## Short problem
Give the material from its first line through the line containing "157,285,197,340", inclusive, as a Markdown table with columns Row and Text, one numbered row per line. Skip blank lines and leave the pictures out.

## Material for this exercise
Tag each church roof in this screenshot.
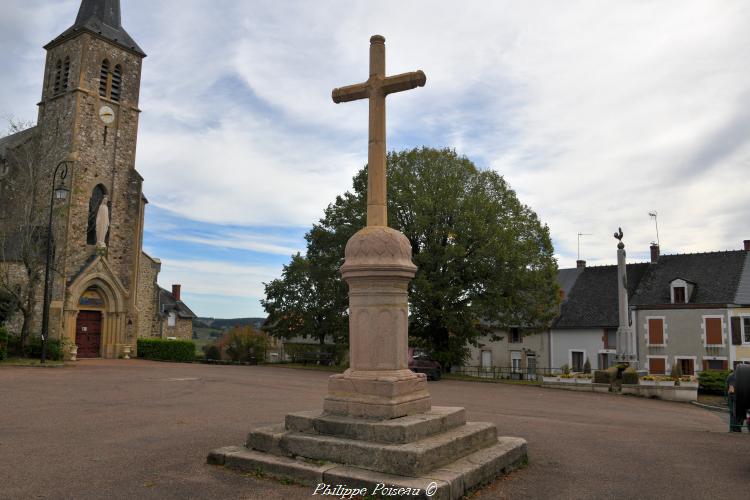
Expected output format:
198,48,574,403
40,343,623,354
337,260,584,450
0,127,37,157
45,0,146,57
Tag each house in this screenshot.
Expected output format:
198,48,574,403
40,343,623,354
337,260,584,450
549,261,648,372
630,241,750,375
459,261,585,373
157,285,197,340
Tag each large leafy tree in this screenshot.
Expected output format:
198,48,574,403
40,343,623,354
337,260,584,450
264,148,558,365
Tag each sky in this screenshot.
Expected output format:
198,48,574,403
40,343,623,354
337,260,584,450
0,0,750,317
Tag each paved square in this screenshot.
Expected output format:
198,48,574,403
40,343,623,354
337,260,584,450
0,360,750,499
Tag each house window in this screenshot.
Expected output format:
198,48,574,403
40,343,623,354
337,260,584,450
604,328,617,349
526,356,536,373
648,358,667,375
510,352,521,372
704,318,724,345
648,318,664,345
677,358,695,375
570,351,585,372
703,359,727,370
510,328,523,344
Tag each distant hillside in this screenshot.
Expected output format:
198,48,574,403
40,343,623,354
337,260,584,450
193,318,266,330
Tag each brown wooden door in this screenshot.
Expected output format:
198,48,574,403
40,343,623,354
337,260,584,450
76,311,102,358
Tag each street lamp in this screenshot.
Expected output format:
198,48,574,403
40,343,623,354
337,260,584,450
40,153,76,363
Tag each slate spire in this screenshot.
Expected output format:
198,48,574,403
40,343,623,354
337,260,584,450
45,0,146,57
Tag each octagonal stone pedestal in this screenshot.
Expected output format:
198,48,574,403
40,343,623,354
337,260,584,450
208,226,526,499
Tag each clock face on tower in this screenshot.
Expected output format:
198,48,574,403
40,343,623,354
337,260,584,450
99,106,115,125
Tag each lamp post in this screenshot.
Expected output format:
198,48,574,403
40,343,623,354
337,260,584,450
40,153,75,363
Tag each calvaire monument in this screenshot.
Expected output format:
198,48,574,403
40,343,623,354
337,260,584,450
208,35,526,499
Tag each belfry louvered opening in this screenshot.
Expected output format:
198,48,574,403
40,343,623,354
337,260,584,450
62,56,70,91
52,59,62,94
111,64,122,102
99,59,109,97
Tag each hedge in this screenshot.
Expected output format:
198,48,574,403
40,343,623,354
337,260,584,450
698,370,731,394
26,337,63,361
0,326,8,361
138,339,195,363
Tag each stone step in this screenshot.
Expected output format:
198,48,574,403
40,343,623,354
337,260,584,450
208,437,527,500
286,406,466,444
277,422,497,476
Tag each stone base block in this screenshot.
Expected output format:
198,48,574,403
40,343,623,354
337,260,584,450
286,406,466,449
208,437,527,500
323,369,432,419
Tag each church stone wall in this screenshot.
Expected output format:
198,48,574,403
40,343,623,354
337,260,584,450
138,253,161,337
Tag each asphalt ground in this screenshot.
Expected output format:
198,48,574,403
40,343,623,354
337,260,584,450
0,360,750,499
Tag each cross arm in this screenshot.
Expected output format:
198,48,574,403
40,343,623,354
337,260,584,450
383,70,427,95
331,83,369,104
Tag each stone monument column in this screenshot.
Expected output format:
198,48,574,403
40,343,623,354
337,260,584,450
615,228,638,366
323,35,430,419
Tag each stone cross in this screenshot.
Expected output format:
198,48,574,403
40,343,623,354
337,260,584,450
332,35,427,226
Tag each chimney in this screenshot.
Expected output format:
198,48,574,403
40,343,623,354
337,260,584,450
651,243,660,264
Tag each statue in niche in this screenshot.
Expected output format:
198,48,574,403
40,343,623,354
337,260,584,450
96,195,109,249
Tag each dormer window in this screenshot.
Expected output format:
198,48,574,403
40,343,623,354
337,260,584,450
669,278,695,304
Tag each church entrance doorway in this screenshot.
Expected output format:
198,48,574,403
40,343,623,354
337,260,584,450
76,311,102,358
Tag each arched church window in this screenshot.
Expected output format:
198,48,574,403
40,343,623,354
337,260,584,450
86,184,109,245
62,56,70,91
99,59,109,97
111,64,122,102
52,59,62,94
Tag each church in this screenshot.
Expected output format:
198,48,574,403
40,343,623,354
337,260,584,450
0,0,195,358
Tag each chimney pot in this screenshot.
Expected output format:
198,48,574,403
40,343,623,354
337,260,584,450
651,243,661,264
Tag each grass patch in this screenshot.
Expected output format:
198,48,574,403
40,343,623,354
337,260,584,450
0,358,65,368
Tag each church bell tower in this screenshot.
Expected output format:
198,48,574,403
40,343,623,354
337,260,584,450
37,0,146,357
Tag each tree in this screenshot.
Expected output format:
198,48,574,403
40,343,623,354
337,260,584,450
261,252,348,344
264,148,558,366
0,118,47,346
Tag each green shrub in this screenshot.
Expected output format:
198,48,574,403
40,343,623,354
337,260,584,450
138,339,195,363
622,366,638,385
698,370,731,394
583,358,591,373
0,326,8,361
203,344,221,361
594,370,617,384
26,337,63,361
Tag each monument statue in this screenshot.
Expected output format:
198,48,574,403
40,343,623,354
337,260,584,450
615,227,638,365
96,195,109,248
208,35,526,500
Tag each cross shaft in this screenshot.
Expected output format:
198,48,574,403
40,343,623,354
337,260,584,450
332,35,427,226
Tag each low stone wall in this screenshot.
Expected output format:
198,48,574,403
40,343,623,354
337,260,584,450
542,377,698,403
622,384,698,403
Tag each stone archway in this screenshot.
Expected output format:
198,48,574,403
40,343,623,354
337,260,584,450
63,261,127,358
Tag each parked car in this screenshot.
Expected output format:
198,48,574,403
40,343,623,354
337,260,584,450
409,347,443,380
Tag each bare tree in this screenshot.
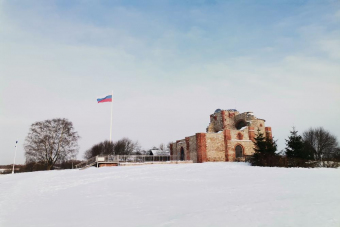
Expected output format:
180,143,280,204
302,127,339,161
24,118,80,170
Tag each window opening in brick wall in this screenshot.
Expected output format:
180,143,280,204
235,145,243,158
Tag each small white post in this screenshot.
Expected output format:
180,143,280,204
110,90,113,142
12,141,18,174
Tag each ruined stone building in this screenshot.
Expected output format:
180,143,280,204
170,109,272,163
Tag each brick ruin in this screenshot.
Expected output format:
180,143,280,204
170,109,272,163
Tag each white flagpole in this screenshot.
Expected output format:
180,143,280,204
110,90,113,142
12,141,18,174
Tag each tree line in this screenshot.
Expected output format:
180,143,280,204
4,118,340,172
248,127,340,168
4,118,169,173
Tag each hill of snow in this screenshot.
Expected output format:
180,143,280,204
0,163,340,227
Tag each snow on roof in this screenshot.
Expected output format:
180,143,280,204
150,150,170,155
240,126,248,131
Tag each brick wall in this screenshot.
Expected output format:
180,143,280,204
206,133,225,162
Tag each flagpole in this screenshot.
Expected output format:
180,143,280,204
110,90,113,142
12,141,18,174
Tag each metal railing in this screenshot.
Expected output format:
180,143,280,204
76,155,188,168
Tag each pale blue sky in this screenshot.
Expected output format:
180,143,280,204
0,0,340,164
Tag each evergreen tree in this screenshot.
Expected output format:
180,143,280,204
250,129,277,166
286,127,309,159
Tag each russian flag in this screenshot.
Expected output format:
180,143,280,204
97,95,112,103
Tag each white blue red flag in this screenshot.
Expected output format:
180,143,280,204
97,95,112,103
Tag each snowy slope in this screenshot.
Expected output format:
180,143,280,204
0,163,340,227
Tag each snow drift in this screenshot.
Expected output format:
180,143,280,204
0,163,340,227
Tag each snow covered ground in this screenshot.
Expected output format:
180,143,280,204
0,163,340,227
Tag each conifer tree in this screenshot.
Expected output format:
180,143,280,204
286,127,309,159
250,129,277,166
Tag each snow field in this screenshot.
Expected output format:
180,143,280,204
0,162,340,227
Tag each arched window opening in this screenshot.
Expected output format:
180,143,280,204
180,147,184,161
235,145,243,158
235,120,247,130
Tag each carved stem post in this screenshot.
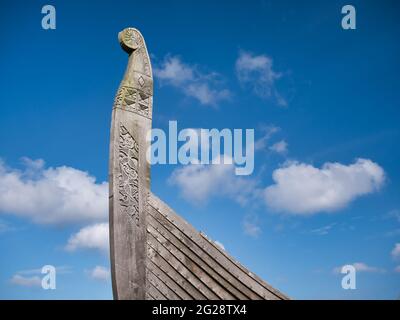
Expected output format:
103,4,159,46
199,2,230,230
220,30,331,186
109,28,153,299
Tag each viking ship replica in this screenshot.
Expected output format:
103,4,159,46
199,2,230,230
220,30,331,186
109,28,287,300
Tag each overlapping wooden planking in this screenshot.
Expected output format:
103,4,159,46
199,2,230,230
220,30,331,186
148,225,234,299
147,260,193,300
147,245,207,300
147,194,287,299
146,269,179,300
147,209,253,300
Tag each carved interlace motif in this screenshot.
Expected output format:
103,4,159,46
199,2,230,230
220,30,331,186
118,124,139,226
114,85,150,118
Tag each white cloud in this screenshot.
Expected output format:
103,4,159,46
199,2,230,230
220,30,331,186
243,219,261,238
392,243,400,259
0,158,108,224
310,223,336,236
65,223,109,252
169,158,257,204
214,240,225,251
264,159,385,215
235,51,287,106
10,274,42,287
0,219,15,234
88,266,110,281
333,262,385,273
154,56,231,106
269,140,288,154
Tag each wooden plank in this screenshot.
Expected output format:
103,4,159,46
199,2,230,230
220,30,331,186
147,245,207,300
148,208,262,300
147,234,218,300
147,214,248,300
146,269,180,300
146,282,167,300
147,224,234,300
147,260,193,300
149,194,286,299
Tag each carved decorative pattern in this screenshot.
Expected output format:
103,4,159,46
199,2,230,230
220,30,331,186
118,124,139,226
114,85,151,118
123,28,143,49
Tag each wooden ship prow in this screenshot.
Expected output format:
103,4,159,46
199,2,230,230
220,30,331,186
109,28,287,300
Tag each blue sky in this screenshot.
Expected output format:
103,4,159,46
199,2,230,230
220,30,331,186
0,0,400,299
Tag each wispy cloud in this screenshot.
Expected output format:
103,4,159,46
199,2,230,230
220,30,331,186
310,223,336,236
86,266,111,281
154,55,231,106
168,158,258,205
10,274,42,287
254,125,281,151
333,262,386,273
235,51,288,107
65,223,109,253
264,159,385,215
0,158,108,224
10,266,72,287
269,140,288,154
391,243,400,259
243,215,261,238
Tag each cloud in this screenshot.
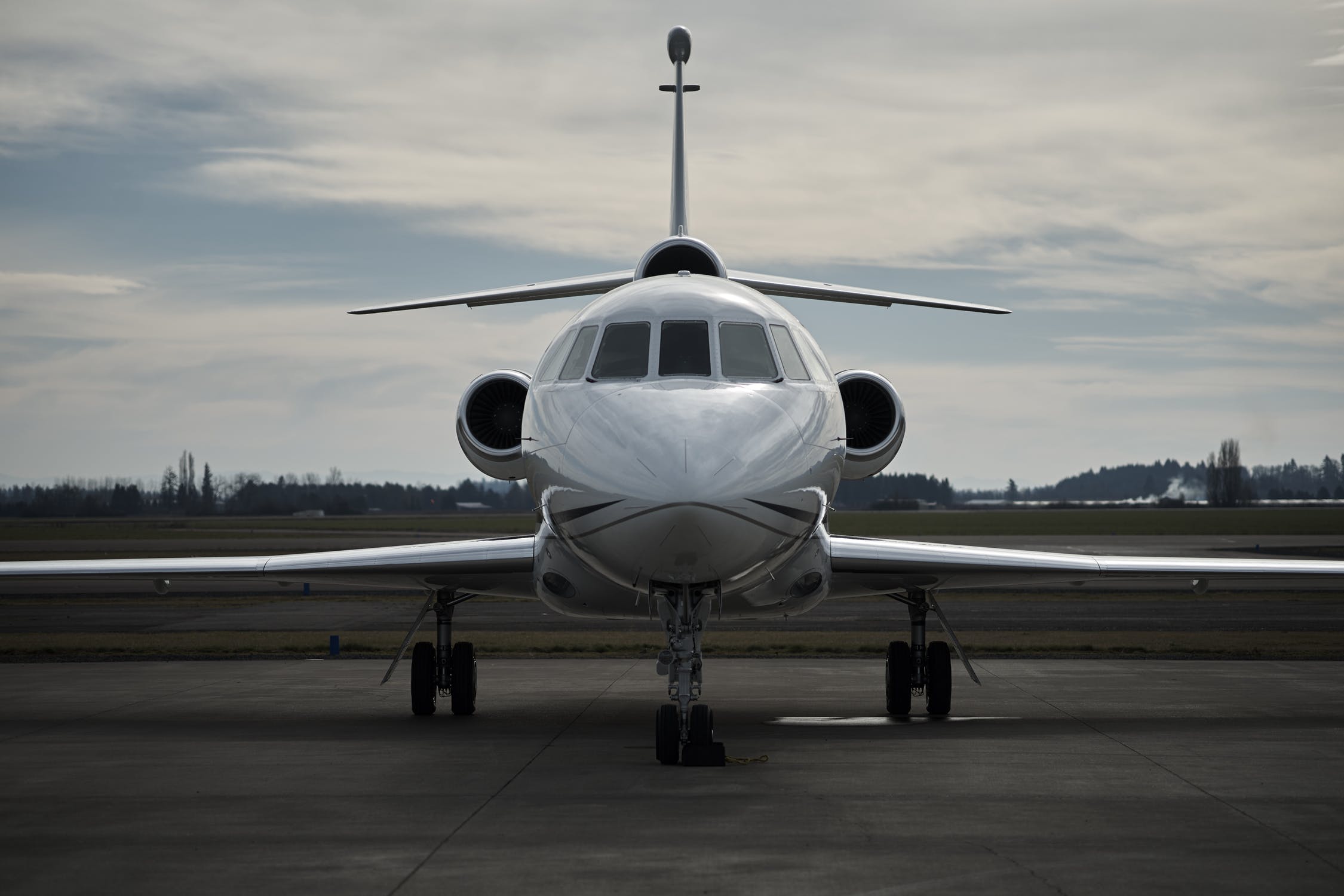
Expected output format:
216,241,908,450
0,270,141,296
0,0,1344,311
0,0,1344,492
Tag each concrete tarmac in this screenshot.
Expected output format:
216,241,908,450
0,659,1344,896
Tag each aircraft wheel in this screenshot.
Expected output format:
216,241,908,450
653,702,682,766
925,641,952,716
412,641,438,716
887,641,914,716
452,641,476,716
691,702,714,747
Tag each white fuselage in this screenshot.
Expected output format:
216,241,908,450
523,275,845,618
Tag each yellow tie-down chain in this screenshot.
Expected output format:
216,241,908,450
723,754,770,766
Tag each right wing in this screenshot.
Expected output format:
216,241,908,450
0,535,536,598
729,270,1012,314
831,536,1344,598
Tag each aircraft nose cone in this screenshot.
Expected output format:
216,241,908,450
548,384,826,583
569,385,802,502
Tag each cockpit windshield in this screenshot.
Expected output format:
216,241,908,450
719,324,778,380
593,321,649,380
659,321,710,376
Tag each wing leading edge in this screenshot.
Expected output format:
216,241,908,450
0,535,536,598
831,536,1344,598
349,270,1012,314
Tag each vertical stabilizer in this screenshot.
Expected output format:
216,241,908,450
661,26,700,237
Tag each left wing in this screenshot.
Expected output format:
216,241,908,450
829,536,1344,598
0,535,536,598
348,270,634,314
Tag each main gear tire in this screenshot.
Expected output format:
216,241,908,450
412,641,438,716
925,641,952,716
887,641,914,716
449,641,476,716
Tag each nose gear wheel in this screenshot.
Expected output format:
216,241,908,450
650,583,725,766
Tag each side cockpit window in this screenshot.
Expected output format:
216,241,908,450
659,321,710,376
560,326,597,380
770,324,812,380
593,321,649,380
535,330,575,383
719,324,778,380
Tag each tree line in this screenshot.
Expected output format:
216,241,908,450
0,439,1344,517
956,439,1344,507
0,452,532,517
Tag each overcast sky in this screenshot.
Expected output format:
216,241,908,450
0,0,1344,486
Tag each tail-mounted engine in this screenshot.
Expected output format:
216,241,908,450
836,371,906,480
457,371,532,480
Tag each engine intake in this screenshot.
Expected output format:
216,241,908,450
836,371,906,480
457,371,532,480
634,237,729,280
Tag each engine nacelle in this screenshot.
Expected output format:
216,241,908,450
457,371,532,480
836,371,906,480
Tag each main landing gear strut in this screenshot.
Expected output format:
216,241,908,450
652,584,726,766
887,588,980,716
383,590,476,716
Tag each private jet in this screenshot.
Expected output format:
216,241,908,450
0,27,1344,766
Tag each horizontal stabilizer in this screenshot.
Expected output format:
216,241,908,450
729,270,1012,314
349,270,634,314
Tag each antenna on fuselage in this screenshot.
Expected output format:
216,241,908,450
659,26,700,237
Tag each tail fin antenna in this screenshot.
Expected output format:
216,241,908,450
668,26,699,237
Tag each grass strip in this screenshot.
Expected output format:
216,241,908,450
0,630,1344,659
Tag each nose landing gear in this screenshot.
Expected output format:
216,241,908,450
652,584,726,766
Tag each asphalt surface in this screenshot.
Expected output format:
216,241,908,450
0,659,1344,896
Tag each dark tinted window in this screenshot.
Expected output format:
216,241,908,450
770,324,812,380
536,330,574,383
719,324,778,380
593,323,649,380
560,326,597,380
799,330,831,383
659,321,710,376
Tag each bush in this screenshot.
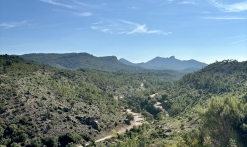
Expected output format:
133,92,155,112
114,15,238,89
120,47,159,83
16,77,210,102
58,132,80,145
42,136,58,147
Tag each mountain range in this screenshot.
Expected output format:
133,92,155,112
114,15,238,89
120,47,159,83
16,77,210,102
119,56,207,71
21,53,145,72
21,53,207,73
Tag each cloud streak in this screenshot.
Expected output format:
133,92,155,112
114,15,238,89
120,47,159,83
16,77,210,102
203,16,247,20
0,21,27,29
40,0,76,9
230,39,247,44
73,12,92,17
209,0,247,12
91,20,172,35
178,1,196,5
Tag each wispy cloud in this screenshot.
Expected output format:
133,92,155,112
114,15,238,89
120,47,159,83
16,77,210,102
0,21,27,29
160,0,174,6
202,16,247,20
209,0,247,12
73,12,92,17
72,0,103,9
230,39,247,44
178,1,196,5
40,0,76,9
91,20,171,35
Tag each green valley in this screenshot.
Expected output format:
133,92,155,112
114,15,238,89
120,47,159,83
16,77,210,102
0,53,247,147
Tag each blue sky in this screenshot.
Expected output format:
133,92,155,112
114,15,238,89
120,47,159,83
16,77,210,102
0,0,247,63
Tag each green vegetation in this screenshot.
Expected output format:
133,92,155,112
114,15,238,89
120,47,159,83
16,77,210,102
0,55,247,147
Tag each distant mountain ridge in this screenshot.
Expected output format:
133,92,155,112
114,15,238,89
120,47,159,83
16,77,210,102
119,56,207,71
20,53,145,71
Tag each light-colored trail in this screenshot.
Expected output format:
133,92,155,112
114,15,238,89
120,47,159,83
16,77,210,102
77,109,144,147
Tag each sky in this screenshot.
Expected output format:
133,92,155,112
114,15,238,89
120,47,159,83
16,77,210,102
0,0,247,64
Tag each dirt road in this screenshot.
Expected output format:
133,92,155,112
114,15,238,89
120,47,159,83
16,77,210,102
77,109,144,147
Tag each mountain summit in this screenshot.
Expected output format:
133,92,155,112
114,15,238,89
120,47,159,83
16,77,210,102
119,56,207,70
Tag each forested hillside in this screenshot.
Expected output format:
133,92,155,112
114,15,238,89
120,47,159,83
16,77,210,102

## Answer below
| Row | Text |
|---|---|
| 1 | Tag each church roof in this screenshot. |
| 2 | Expected output format: |
| 3 | 198,48,574,403 |
| 4 | 40,343,623,354 |
| 5 | 337,260,584,450 |
| 6 | 0,127,37,157 |
| 7 | 45,0,146,57 |
| 8 | Tag each house in this screenshot. |
| 9 | Expected output format: |
| 10 | 198,48,574,403 |
| 11 | 40,343,623,354 |
| 12 | 337,260,584,450 |
| 13 | 549,261,648,372 |
| 14 | 630,241,750,375 |
| 15 | 459,261,585,373 |
| 16 | 157,285,197,340 |